*** Text passage ***
Since Vaden, circuit courts have been divided over whether the “look-through” approach also applies to applications to confirm or vacate awards under FAA §§ 9 and 10. For example, the Fifth Circuit acknowledged the circuit split in Quezada v. Bechtel OG & C Constr. Servs., Inc., noting that the Third and Seventh Circuits decline to apply the look-through approach for confirmation, vacatur, or modification of arbitration awards, but the First, Second, and Fourth Circuits permit the look-through approach.7

Ultimately, a divided Fifth-Circuit panel in Quezada agreed with the majority and held that the Vaden look-through approach applies to applications to confirm or vacate arbitration awards.

OPENING ACTS: BADGEROW V. WALTERS IN THE LOWER COURTS

Badgerow v. Walters followed, implicating the Supreme Court’s Vaden decision and the Fifth Circuit’s Quezada decision on the issue of whether a federal court has subject-matter jurisdiction to review an application to confirm or vacate an arbitration award when the underlying dispute presents a federal question.

The plaintiff in Badgerow initiated arbitration against her former employer’s principals, alleging violation of federal employment law. The arbitration panel dismissed all of her claims, so she filed an action in state court to vacate the arbitration award. The defendants removed the action to the United States District Court for the Eastern District of Louisiana and filed a motion to confirm the award. Plaintiff moved for remand to state court, arguing that the district court did not have jurisdiction over the award; however, the district court denied remand and granted defendant’s motion to confirm the award.8

On appeal, the Fifth Circuit held that it was bound by its precedent in Quezada and applied the look-through approach.9 The Fifth Circuit thus affirmed the district court’s decision to exercise jurisdiction over the dispute.

Plaintiff filed a petition for writ of certiorari, which the Supreme Court granted on 17 May 2021.10

FEATURE: THE SUPREME COURT’S DECISION

In an 8-1 decision,11 the Supreme Court reversed and remanded the case, holding that FAA §§ 9 and 10 lack § 4’s “distinctive language directing a look-through” approach. Thus, without statutory language directing otherwise, “a court may look only to the application actually submitted to it in assessing its jurisdiction.”12 Noting that Congress could have replicated § 4’s look-through language in §§ 9 and 10 but chose not to, the Court held that a federal court only has jurisdiction over an application to confirm or vacate an arbitration award when the face of the application demonstrates diversity or federal-question jurisdiction.
*** End of Text passage ***
> _Work instruction A_: Reproduce the Badgerow v. Walters passage word for word from "Since Vaden, circuit courts" to "vacate arbitration awards.".
> _Work instruction B_: Carry on the Badgerow v. Walters passage, picking up right after its last sentence.
The lines that follow have no connection to the Badgerow v. Walters passage.
*** Data shown ***
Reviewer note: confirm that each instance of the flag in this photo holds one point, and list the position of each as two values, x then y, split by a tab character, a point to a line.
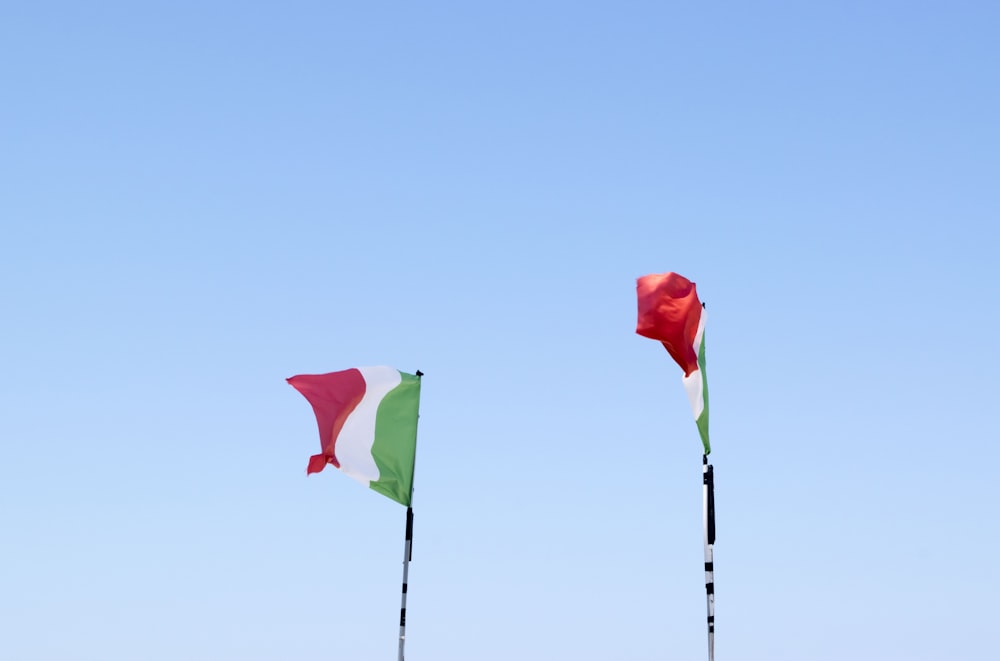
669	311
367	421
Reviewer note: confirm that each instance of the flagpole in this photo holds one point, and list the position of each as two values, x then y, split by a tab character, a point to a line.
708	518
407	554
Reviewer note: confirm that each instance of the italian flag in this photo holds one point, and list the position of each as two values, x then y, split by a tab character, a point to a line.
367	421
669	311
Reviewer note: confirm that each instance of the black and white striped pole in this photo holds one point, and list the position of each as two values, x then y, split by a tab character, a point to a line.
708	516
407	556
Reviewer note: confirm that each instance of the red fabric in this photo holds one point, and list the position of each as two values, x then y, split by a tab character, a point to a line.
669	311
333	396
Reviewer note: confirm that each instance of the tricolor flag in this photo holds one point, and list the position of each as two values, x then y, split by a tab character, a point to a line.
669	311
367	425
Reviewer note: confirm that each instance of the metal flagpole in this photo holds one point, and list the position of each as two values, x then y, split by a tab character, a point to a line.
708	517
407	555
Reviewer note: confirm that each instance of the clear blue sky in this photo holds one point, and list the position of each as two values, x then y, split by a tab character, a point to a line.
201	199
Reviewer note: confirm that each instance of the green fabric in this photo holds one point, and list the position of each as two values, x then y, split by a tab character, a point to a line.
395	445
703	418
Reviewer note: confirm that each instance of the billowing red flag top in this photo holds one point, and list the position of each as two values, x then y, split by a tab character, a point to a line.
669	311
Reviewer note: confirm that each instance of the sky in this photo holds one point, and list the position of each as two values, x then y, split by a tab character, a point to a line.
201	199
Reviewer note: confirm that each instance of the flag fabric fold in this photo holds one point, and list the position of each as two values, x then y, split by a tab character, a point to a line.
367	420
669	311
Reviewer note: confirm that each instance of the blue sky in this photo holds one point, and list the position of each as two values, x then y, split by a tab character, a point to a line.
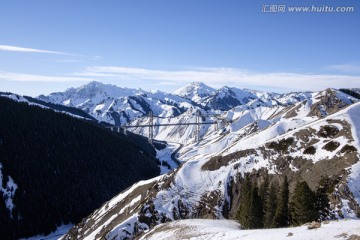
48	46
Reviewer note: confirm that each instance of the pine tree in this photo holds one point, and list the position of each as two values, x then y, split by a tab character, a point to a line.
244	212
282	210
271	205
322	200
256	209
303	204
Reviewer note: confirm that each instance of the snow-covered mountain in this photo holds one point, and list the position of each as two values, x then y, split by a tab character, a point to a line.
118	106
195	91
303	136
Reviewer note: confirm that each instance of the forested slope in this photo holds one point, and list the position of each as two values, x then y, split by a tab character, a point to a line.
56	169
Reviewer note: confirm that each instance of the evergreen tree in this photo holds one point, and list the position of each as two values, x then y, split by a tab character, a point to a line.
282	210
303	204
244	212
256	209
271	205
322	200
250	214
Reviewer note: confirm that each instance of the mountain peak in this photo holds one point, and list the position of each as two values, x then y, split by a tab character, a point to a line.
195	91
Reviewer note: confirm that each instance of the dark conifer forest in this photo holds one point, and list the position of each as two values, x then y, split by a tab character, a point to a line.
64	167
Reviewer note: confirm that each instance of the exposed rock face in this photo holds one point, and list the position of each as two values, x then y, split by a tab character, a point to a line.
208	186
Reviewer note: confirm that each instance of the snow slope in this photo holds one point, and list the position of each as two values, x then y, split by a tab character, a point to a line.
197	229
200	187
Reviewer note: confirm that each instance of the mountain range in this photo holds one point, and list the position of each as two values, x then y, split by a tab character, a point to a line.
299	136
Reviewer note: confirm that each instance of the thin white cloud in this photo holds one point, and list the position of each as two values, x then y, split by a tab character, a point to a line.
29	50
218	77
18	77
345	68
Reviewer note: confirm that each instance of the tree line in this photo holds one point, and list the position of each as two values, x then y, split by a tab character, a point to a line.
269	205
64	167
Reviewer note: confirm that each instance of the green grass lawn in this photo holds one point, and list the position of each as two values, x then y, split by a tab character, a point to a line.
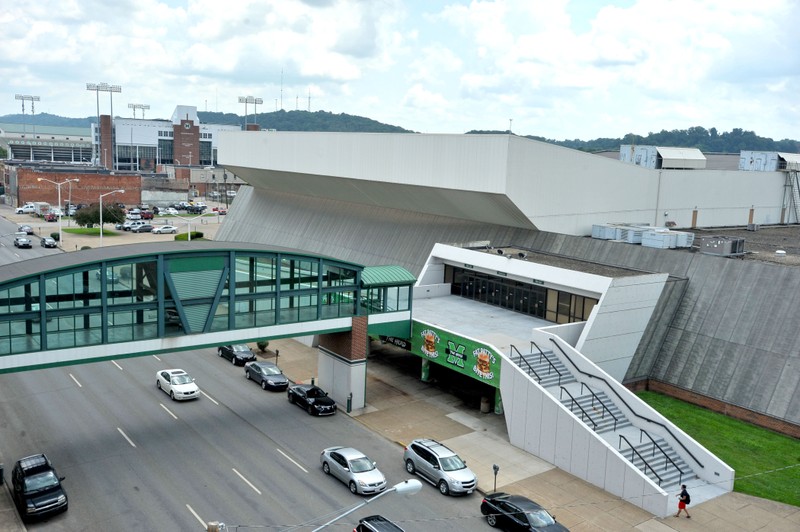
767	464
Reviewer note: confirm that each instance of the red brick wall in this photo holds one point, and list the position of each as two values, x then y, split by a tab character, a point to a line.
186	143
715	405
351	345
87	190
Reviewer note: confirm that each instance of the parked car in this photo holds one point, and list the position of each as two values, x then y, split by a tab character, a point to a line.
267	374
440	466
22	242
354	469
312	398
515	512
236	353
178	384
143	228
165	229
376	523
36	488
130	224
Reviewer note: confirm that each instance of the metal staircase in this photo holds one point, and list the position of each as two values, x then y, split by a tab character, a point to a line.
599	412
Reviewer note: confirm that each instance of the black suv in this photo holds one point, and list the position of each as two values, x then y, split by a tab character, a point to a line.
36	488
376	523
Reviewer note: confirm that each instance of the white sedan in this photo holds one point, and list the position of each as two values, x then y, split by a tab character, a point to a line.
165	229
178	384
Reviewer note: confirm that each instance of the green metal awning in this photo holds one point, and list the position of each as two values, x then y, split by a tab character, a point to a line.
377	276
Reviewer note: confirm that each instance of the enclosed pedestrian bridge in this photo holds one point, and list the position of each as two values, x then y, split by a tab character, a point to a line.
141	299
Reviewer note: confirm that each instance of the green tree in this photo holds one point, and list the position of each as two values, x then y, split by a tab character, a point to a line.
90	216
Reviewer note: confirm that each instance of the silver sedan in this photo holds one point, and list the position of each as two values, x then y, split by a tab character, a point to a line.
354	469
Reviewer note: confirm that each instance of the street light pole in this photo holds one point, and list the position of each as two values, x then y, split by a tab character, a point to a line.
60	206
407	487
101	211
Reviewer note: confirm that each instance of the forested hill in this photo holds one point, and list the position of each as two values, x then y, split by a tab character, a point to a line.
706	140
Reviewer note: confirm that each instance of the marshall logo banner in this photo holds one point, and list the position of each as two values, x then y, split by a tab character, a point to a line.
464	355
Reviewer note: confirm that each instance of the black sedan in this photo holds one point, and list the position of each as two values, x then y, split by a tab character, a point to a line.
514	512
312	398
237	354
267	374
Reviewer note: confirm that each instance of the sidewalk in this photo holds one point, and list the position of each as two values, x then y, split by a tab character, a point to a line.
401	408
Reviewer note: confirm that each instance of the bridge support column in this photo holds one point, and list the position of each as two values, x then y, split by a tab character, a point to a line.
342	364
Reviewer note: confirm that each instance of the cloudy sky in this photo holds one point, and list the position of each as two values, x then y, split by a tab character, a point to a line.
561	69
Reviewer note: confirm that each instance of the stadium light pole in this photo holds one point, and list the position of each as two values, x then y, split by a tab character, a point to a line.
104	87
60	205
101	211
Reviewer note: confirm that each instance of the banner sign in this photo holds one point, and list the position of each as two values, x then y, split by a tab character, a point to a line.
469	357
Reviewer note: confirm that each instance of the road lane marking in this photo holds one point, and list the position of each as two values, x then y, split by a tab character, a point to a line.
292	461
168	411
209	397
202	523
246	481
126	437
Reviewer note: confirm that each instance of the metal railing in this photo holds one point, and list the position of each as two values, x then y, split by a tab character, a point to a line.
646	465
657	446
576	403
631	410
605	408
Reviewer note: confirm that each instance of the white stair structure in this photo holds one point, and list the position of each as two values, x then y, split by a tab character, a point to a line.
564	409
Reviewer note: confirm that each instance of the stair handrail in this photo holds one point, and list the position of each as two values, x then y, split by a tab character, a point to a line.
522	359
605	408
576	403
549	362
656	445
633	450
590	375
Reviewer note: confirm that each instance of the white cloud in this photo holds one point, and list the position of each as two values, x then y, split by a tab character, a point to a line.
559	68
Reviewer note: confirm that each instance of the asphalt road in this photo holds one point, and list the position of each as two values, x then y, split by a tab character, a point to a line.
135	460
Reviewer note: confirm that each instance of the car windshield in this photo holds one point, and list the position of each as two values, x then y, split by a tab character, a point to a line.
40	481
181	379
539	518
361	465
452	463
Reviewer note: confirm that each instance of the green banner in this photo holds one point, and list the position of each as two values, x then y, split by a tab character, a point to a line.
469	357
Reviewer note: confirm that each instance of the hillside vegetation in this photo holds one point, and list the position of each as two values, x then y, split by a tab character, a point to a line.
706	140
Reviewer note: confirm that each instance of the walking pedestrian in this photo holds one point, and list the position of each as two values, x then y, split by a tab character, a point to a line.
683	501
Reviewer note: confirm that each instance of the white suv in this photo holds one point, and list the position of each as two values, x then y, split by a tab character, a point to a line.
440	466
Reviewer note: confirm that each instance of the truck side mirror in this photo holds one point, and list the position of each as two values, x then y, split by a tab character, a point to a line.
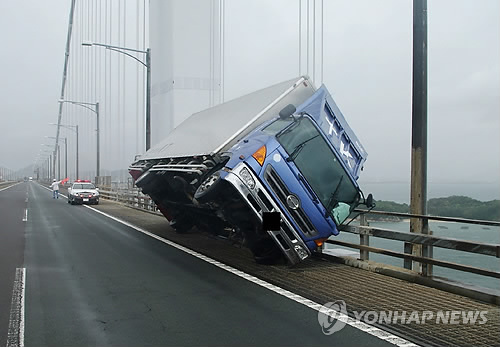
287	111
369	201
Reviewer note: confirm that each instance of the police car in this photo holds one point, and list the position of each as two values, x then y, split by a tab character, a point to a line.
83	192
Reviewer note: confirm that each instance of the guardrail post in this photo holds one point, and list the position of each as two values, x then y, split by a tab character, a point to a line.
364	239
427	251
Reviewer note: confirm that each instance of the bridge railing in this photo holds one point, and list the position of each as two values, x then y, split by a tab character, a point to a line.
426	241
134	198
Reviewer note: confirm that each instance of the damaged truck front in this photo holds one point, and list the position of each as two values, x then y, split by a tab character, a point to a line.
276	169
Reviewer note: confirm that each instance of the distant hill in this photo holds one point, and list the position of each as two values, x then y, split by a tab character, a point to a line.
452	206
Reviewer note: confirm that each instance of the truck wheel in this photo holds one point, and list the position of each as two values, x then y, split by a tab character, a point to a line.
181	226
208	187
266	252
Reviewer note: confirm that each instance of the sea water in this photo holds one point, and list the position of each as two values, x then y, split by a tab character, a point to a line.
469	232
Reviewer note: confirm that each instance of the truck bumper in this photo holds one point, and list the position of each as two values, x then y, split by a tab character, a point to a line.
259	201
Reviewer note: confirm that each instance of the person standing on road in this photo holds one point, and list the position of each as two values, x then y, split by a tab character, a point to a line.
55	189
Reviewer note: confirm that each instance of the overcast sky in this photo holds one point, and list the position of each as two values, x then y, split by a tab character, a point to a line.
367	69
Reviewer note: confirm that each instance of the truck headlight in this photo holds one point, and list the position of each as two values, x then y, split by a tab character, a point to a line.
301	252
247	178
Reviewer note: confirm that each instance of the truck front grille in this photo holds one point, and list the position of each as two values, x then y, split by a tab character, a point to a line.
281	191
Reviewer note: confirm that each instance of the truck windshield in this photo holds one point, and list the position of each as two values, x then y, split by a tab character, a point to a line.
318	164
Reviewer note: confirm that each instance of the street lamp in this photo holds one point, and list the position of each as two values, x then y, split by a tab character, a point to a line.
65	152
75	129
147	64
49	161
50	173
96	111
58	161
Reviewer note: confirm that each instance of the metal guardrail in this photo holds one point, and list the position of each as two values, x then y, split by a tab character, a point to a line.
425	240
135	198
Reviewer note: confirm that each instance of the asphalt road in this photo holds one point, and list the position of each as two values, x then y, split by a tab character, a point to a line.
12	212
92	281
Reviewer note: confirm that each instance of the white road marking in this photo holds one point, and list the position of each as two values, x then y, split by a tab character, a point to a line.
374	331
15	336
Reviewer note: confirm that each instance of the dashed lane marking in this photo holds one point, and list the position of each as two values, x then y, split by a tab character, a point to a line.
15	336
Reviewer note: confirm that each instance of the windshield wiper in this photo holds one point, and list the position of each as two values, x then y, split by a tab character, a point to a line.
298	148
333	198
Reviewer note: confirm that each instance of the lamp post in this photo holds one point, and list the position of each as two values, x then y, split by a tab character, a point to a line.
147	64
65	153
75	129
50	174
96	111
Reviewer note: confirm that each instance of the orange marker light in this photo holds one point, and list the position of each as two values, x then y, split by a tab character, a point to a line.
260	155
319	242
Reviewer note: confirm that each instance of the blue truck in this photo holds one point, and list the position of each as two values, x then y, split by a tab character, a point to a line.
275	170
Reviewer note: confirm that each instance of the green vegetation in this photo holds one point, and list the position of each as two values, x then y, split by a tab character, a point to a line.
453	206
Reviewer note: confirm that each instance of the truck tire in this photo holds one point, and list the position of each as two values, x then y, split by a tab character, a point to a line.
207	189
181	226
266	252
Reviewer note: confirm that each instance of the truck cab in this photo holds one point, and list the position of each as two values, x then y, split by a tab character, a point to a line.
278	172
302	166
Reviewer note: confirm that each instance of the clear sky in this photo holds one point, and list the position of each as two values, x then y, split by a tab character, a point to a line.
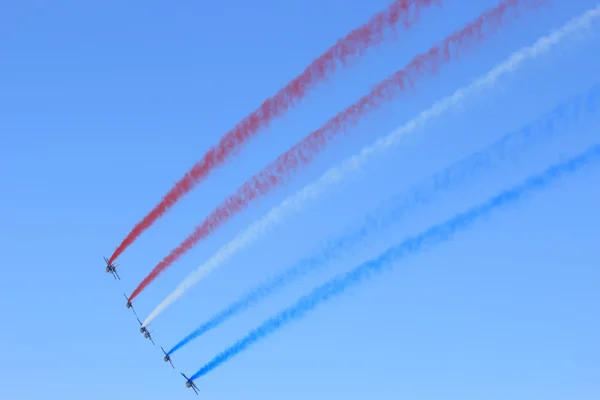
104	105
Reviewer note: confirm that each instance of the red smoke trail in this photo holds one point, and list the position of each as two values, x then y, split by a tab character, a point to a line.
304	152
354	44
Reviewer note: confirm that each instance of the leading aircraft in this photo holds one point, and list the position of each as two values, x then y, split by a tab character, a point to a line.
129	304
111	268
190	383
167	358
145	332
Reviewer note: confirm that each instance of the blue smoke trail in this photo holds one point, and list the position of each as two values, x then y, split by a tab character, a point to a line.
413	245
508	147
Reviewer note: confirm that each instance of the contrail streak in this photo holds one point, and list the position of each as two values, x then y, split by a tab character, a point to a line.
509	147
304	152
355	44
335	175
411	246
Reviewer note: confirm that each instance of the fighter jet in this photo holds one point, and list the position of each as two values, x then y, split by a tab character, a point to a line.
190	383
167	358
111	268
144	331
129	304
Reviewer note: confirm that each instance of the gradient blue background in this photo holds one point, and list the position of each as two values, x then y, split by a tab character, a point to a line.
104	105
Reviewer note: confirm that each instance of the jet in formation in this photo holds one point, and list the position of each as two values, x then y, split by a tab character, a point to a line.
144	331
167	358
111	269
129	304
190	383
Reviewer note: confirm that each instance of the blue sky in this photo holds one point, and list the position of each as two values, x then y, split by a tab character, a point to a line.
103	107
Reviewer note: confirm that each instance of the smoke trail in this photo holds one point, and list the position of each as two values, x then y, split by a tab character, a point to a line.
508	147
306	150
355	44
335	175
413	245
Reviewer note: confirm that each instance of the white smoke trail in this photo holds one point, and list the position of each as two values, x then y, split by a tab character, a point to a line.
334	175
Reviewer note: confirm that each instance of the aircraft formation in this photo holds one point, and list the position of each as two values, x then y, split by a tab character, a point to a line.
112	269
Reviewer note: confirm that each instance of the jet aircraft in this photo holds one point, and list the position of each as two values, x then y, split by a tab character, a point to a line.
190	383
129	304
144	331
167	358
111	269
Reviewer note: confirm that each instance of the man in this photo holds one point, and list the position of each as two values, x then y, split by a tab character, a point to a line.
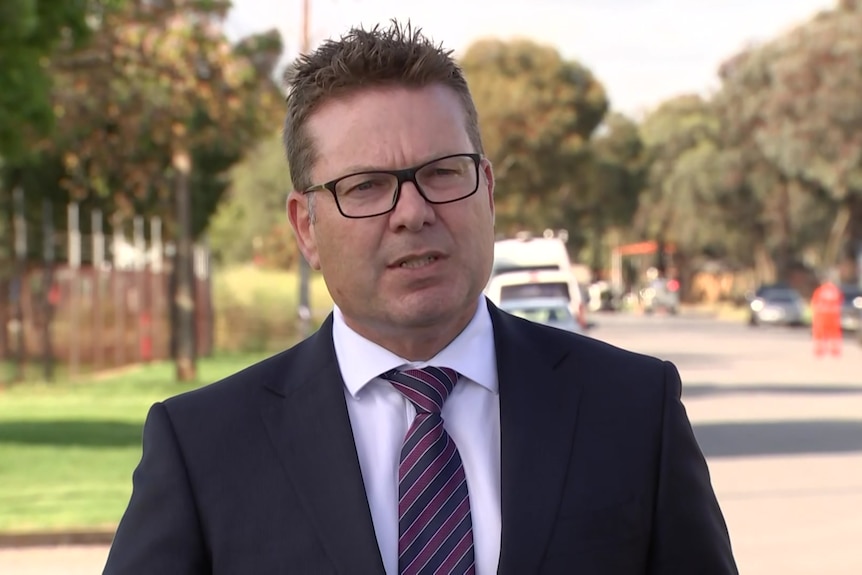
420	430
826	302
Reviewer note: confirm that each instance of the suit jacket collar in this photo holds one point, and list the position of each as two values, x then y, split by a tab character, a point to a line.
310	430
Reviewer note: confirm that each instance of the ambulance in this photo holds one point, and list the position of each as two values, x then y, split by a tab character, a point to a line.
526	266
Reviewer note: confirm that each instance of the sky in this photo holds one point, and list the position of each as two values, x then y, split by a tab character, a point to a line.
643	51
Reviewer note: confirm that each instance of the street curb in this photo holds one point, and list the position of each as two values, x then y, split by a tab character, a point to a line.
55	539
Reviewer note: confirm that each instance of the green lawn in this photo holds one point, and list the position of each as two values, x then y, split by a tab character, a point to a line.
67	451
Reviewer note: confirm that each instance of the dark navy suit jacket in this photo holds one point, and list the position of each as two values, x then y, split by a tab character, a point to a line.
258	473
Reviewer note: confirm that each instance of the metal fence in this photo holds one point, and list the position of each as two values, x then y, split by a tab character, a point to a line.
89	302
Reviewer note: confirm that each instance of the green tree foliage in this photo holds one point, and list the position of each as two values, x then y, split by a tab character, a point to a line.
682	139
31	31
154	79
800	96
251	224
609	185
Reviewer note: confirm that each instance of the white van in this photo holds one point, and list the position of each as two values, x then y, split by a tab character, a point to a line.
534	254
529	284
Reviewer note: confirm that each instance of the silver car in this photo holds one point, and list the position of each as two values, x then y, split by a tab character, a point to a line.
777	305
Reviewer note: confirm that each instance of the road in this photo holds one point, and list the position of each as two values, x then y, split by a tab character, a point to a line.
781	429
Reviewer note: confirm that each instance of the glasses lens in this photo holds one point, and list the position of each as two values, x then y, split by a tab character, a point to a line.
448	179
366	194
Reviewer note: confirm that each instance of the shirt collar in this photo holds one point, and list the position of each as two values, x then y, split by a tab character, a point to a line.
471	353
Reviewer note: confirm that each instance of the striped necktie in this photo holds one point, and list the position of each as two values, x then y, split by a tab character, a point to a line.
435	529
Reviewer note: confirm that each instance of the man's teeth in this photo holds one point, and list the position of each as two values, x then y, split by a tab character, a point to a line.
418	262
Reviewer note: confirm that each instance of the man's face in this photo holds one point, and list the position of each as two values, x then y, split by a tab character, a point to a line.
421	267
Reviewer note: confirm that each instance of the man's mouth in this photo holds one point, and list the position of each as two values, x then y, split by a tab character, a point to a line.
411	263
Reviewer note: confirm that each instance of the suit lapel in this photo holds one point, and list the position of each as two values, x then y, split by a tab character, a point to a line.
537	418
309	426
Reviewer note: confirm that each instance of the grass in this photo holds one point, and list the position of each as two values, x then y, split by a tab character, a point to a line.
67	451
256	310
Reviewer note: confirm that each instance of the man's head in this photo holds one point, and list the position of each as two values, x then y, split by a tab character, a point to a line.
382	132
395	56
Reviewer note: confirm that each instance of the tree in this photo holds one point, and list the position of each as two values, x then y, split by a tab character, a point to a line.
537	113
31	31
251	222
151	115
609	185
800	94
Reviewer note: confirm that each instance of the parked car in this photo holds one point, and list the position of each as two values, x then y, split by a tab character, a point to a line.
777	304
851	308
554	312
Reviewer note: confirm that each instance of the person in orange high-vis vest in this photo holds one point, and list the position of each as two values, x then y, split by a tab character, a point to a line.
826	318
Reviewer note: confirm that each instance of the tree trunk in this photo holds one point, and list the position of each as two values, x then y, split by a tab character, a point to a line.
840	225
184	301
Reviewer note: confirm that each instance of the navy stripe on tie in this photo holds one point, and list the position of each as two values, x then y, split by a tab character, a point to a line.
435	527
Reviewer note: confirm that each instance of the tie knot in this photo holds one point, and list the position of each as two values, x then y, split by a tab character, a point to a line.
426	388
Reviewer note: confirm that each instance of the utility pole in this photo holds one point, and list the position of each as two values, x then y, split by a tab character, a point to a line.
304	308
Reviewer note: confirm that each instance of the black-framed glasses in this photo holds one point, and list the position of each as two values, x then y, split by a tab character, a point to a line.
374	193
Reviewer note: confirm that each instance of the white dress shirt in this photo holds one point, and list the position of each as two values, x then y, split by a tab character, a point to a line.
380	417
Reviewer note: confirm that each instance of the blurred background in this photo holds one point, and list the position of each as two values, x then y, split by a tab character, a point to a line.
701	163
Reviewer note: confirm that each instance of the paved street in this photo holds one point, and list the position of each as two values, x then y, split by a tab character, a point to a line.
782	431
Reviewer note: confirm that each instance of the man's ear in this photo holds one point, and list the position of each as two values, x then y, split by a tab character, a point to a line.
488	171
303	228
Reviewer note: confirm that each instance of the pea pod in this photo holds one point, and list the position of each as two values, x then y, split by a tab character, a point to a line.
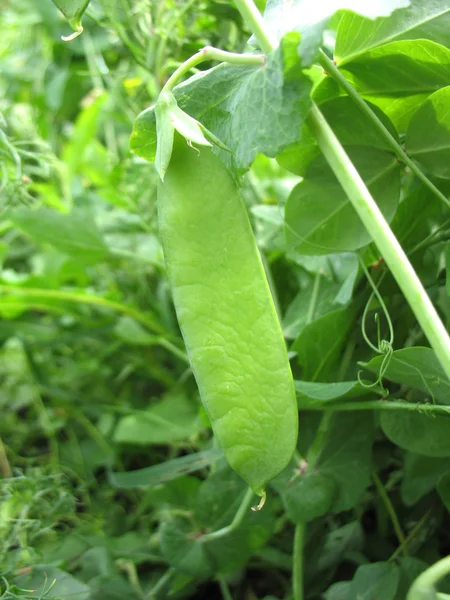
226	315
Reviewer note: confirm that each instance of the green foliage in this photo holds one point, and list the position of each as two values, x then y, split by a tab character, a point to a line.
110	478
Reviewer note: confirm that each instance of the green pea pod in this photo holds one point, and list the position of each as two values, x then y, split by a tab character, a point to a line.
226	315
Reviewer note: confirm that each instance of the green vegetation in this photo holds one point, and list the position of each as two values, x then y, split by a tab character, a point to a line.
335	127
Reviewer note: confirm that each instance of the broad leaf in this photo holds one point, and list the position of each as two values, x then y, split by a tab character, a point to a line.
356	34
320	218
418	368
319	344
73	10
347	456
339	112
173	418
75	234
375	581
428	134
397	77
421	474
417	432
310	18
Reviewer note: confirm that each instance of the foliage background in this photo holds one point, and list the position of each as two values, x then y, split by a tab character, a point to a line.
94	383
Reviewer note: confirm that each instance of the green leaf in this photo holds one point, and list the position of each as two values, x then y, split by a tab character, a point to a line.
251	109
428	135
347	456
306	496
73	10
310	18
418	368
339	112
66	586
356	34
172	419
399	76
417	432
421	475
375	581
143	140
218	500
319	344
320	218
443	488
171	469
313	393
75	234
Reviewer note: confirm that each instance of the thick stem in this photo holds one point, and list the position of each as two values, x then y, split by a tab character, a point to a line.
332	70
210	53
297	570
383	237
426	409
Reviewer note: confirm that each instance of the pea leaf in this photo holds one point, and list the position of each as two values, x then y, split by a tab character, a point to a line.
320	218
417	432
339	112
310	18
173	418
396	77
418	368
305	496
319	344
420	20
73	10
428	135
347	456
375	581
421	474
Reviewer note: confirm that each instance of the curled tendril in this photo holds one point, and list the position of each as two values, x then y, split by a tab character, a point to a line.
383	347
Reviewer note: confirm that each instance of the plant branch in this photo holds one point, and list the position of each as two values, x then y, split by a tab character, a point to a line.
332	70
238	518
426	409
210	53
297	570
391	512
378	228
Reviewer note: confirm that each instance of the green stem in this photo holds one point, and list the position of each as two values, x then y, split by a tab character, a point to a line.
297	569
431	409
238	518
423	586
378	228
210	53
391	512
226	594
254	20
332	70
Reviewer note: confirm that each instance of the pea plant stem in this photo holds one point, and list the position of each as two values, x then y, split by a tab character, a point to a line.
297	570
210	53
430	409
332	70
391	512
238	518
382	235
*** End of Data shown ***
> _Answer A_:
Since Vaden, circuit courts have been divided over whether the “look-through” approach also applies to applications to confirm or vacate awards under FAA §§ 9 and 10. For example, the Fifth Circuit acknowledged the circuit split in Quezada v. Bechtel OG & C Constr. Servs., Inc., noting that the Third and Seventh Circuits decline to apply the look-through approach for confirmation, vacatur, or modification of arbitration awards, but the First, Second, and Fourth Circuits permit the look-through approach.7

Ultimately, a divided Fifth-Circuit panel in Quezada agreed with the majority and held that the Vaden look-through approach applies to applications to confirm or vacate arbitration awards.

> _Answer B_:
Applying the new rule to the facts of plaintiff’s appeal, the Court explained that the parties were not contesting the federal employment dispute at this stage; rather, the parties were contesting enforcement of the arbitration award. Therefore, the Court held that federal jurisdiction was not appropriate because enforcement of the award, which was “no more than a contractual resolution of the parties’ dispute,” did not amount to federal-question jurisdiction and the parties were not diverse.

SOUVENIR: THE KEY TAKEAWAYS

Following the Supreme Court’s decision in Badgerow limiting federal subject matter jurisdiction over arbitration awards, counsel and parties seeking to confirm or vacate arbitration awards must analyze whether their application, on its face, supports an independent basis for federal subject-matter jurisdiction if they wish to bring their application in federal court. Without the “look-through” approach for §§ 9 and 10 petitions, and in particular where the parties to arbitration provisions are citizens of the same state (and thus lack diversity jurisdiction), state courts will more likely be the primary venue for post-award petitions.

FOOTNOTES

1 9 U.S.C. § 4.

2 9 U.S.C. § 9.

3 9 U.S.C. § 10.

4 Vaden v. Discover Bank, 129 S. Ct. 1262, 1268 (2009) (“A federal court may ‘look through’ a § 4 petition and order arbitration if,” notwithstanding the arbitration agreement, “the court would have jurisdiction over ‘the [substantive] controversy between the parties.’” (citations omitted)).

5 Id. at 1273.

6 Id. at 1269.

7 Quezada v. Bechtel OG & C Constr. Servs., Inc., 946 F.3d 837, 841 (5th Cir. 2020) (“After Vaden, a circuit split developed regarding whether the same look-through approach also applies to applications to confirm an arbitration award under section 9, to vacate under section 10, or to modify under section 11.”).

8 Badgerow v. Walters, — S. Ct. —-, 2022 WL 959675, at *3 (2022).

9 Badgerow v. Walters, 975 F.3d 469, 472–74 (5th Cir. 2020).

10 Badgerow v. Walters, 141 S. Ct. 2620 (2021).

11 Justice Breyer in dissent wrote that although the Court’s decision “may be consistent with the statute’s text,” practical application would create curious consequences, artificial distinctions, and results that are “overly complex and impractical.” Badgerow, 2022 WL 959675, at *10 (Breyer, J., dissenting).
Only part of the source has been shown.